What the exercise asks:
Reproduce only what runs from the line containing "Please identify the water" to the line containing "Please identify the camouflage trousers" in the records below, inclusive. Keep it exact, and keep the pictures out.

Records supplied:
------------------------

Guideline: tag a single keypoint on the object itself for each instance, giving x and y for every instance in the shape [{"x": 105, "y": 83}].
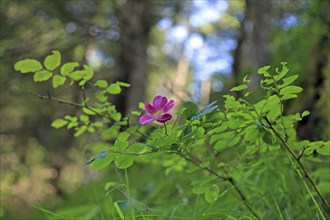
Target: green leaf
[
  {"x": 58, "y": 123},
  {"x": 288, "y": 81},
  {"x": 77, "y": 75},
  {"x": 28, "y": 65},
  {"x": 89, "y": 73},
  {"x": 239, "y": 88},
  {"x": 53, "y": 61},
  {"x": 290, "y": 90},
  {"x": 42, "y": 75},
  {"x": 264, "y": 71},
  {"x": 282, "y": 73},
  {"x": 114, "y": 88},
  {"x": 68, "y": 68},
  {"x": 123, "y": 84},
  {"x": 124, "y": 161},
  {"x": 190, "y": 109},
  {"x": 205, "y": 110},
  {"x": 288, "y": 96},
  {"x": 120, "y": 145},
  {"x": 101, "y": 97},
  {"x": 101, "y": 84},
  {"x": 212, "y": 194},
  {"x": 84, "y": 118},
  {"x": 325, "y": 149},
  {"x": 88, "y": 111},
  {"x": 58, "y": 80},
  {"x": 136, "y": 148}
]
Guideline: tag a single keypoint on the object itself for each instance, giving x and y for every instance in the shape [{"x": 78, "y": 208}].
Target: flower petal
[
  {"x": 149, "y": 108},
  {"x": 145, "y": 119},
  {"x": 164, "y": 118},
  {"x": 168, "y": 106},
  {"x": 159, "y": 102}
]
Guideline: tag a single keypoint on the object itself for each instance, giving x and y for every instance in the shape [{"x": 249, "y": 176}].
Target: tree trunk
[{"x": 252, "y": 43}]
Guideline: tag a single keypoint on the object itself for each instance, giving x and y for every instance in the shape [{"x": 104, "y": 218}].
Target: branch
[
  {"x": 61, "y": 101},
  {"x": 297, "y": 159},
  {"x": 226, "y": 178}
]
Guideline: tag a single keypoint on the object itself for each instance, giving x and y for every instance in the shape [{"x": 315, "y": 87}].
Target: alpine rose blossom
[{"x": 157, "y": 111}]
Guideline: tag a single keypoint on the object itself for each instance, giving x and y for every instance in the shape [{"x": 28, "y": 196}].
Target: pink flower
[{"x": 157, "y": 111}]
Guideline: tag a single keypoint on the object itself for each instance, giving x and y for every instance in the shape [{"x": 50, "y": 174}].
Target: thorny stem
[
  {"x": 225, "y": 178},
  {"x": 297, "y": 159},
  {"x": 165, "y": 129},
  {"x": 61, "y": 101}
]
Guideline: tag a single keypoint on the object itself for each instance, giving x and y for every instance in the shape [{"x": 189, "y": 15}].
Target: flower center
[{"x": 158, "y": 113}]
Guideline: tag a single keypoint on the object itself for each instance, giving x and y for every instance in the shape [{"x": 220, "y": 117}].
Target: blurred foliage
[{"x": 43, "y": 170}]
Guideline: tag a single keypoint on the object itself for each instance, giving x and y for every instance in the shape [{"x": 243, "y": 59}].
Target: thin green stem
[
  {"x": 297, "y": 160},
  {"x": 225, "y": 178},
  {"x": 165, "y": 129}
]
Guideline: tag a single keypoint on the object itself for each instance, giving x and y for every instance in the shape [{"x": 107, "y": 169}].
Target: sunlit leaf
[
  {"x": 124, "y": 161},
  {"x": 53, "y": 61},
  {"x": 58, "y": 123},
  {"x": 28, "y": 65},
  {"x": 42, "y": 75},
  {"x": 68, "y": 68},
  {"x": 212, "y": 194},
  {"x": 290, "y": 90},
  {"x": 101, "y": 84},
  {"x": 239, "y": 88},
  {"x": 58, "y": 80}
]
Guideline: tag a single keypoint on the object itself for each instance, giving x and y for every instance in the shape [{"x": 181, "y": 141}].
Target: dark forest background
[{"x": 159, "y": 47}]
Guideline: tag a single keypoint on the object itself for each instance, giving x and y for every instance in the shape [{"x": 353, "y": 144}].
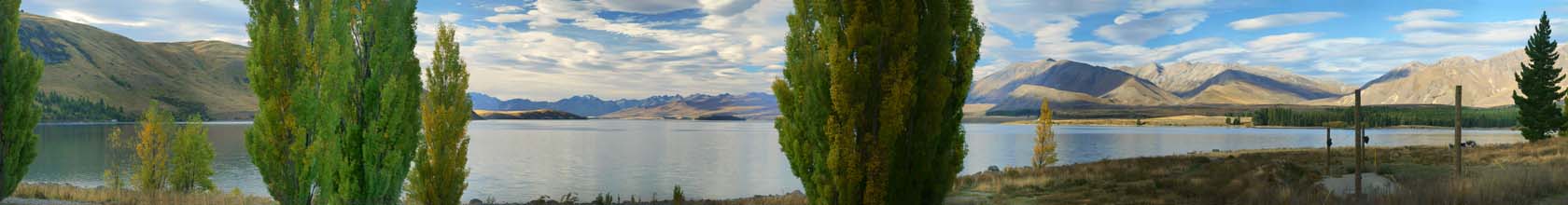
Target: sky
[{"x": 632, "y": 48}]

------------------------

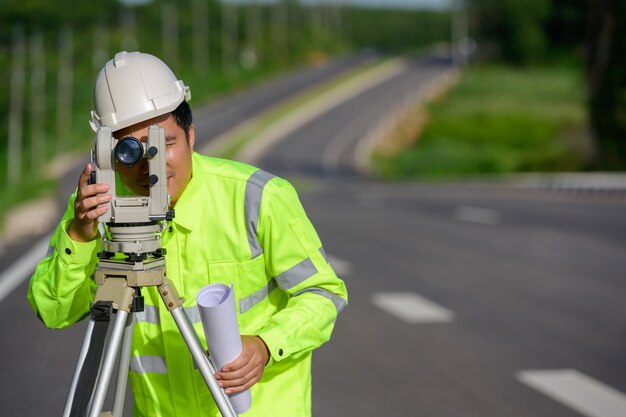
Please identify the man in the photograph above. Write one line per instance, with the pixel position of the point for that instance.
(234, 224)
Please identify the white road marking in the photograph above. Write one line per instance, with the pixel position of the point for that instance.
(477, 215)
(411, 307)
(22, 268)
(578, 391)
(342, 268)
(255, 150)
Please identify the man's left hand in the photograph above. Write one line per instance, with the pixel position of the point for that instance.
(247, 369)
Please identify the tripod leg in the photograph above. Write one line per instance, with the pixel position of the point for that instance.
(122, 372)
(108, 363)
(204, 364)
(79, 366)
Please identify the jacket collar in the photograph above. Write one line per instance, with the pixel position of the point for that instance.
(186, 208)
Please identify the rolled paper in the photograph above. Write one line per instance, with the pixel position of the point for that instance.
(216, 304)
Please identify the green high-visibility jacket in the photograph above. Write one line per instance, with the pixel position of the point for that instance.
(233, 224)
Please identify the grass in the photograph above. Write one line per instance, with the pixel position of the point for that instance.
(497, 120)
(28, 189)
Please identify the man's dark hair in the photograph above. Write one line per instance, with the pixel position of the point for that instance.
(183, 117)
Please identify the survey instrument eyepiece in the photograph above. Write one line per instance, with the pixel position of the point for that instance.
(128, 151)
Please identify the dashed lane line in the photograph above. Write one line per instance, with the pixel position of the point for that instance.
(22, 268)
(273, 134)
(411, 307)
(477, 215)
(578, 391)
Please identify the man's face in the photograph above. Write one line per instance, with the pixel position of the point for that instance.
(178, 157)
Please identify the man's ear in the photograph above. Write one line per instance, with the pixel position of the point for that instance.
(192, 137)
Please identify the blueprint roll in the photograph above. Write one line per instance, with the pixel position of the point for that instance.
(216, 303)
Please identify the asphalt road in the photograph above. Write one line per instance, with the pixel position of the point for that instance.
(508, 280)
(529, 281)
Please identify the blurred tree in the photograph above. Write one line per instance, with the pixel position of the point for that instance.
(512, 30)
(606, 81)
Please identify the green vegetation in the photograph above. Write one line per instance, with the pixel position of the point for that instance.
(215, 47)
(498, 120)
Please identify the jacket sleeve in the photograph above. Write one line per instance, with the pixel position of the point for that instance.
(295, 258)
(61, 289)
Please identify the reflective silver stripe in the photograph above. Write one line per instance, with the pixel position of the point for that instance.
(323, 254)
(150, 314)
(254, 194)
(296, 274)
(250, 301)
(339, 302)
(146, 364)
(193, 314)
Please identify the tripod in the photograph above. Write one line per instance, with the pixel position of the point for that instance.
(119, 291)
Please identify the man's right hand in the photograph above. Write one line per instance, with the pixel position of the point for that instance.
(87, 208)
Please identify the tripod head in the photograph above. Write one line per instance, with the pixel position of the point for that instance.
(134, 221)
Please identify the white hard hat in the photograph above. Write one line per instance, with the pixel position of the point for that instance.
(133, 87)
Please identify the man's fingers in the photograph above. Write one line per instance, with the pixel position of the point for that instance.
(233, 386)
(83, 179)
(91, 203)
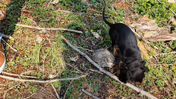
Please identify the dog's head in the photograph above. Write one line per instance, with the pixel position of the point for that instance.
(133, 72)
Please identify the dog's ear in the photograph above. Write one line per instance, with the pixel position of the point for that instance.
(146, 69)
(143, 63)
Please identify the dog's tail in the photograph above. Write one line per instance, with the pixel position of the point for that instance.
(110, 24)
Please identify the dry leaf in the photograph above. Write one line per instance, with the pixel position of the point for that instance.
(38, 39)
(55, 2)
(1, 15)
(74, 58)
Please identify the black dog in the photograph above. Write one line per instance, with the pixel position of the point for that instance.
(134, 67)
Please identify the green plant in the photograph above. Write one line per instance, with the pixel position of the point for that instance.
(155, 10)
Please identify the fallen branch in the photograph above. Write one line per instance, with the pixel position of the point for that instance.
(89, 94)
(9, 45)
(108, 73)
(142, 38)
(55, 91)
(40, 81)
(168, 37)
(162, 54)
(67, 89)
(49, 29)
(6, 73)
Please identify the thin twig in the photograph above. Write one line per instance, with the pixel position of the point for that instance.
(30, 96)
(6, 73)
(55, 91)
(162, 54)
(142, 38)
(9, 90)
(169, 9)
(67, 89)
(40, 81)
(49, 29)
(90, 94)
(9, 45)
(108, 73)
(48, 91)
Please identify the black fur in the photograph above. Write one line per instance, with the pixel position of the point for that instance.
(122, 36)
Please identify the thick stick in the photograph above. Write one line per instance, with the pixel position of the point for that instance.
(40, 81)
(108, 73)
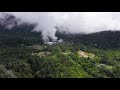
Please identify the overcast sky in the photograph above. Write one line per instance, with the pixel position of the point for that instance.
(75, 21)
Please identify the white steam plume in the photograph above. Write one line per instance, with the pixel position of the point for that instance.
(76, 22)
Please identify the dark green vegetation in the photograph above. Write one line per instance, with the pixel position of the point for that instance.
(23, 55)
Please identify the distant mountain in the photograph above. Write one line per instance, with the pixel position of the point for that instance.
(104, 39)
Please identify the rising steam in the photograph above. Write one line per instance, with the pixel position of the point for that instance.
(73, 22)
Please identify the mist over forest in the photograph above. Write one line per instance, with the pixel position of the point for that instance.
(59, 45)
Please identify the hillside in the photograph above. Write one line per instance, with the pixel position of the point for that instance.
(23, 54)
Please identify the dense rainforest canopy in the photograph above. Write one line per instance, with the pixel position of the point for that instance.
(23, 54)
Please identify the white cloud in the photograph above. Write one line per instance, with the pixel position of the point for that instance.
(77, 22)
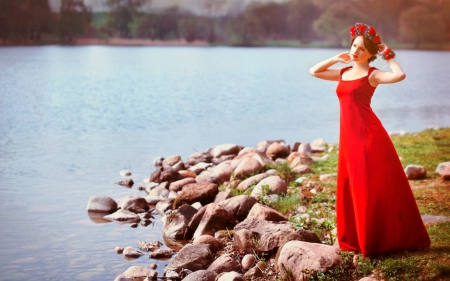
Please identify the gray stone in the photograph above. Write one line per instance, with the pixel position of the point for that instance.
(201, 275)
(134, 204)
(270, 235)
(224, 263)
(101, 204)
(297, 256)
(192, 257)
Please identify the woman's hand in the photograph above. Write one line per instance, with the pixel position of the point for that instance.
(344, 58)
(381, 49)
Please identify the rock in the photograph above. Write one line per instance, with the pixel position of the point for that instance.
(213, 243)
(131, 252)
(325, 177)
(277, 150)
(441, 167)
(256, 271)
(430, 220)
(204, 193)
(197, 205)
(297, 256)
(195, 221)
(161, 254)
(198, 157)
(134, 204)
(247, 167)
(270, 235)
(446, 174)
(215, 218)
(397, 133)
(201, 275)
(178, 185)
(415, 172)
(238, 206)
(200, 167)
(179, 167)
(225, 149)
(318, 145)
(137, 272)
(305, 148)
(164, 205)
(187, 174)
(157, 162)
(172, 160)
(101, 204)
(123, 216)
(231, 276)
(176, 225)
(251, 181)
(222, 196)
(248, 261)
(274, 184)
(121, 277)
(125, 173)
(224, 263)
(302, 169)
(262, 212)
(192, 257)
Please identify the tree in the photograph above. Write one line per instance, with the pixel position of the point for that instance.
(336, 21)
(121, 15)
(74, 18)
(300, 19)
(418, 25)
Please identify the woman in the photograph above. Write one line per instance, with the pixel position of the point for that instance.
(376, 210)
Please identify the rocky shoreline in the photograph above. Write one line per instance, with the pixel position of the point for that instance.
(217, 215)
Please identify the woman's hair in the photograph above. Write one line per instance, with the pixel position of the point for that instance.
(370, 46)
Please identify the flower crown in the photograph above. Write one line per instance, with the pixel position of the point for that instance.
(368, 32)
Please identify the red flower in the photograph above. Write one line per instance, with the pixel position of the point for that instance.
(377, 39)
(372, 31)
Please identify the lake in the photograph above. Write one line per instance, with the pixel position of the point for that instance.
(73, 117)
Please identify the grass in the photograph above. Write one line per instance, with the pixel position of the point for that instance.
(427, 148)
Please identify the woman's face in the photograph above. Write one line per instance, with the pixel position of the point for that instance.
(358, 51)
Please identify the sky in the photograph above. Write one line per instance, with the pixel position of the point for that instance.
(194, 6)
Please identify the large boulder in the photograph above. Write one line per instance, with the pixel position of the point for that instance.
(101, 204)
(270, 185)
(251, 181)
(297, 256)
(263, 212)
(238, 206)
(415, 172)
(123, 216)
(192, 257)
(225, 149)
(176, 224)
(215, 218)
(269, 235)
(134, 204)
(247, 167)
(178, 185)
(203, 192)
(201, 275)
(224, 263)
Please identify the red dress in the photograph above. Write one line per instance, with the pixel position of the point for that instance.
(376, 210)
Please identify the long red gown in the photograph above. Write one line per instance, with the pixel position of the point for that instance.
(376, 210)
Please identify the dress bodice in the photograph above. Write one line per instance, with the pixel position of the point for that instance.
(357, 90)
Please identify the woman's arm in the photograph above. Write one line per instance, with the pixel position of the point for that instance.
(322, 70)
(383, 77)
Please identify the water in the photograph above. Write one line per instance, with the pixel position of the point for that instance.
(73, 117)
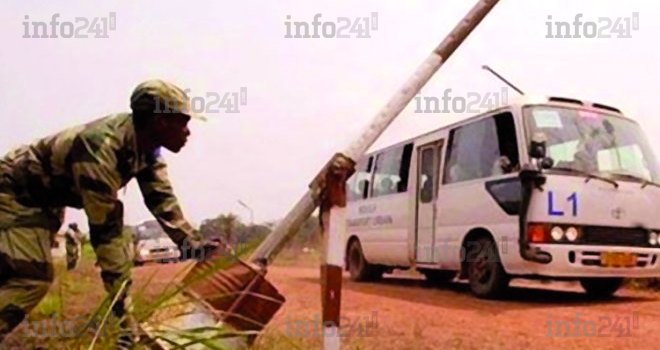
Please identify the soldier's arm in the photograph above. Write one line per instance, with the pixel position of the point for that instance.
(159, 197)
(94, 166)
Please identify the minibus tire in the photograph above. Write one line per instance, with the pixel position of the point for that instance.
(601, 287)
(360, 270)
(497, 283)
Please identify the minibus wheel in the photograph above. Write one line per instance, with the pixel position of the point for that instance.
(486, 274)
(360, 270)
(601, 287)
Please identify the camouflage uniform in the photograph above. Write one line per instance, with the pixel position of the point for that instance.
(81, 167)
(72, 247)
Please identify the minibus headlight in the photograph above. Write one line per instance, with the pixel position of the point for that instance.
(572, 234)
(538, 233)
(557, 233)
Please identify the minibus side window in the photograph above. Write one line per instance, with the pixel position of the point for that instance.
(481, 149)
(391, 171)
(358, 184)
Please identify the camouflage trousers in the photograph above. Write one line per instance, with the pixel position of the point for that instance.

------------------------

Problem solution:
Please identify the water in the photograph above. Write one line per instance, with the pixel position of the point for that instance.
(73, 117)
Please identify the soldier's arm in the photograph above. Write one line per instance, with the pixel position of the point for that instance.
(159, 197)
(94, 166)
Please identify the minibus tire in the photograph above. Write one line per instance, with the pixel position of the point for that instance.
(601, 287)
(360, 270)
(497, 283)
Please identify the minibus wheel in the photograph above. Write one line per instance, with the pixel position of the point for that instance.
(486, 274)
(360, 270)
(601, 287)
Please identify the camouflage uniform in the photograph above. Write one line per instance, with the pixel position of the point for that instance.
(81, 167)
(72, 247)
Please identify the minibus headlight in the photograph above. Write one line per instance, with the pixel position of the point for that instance.
(572, 234)
(538, 233)
(557, 233)
Please identify the minibus side window in the photograph above. Write one line per instance, with the pixel position of the point for that instance.
(481, 149)
(391, 171)
(358, 184)
Please identify the camouflage trousers in the photograph above. Write one line per instance, with the pixel position of the point for that instance.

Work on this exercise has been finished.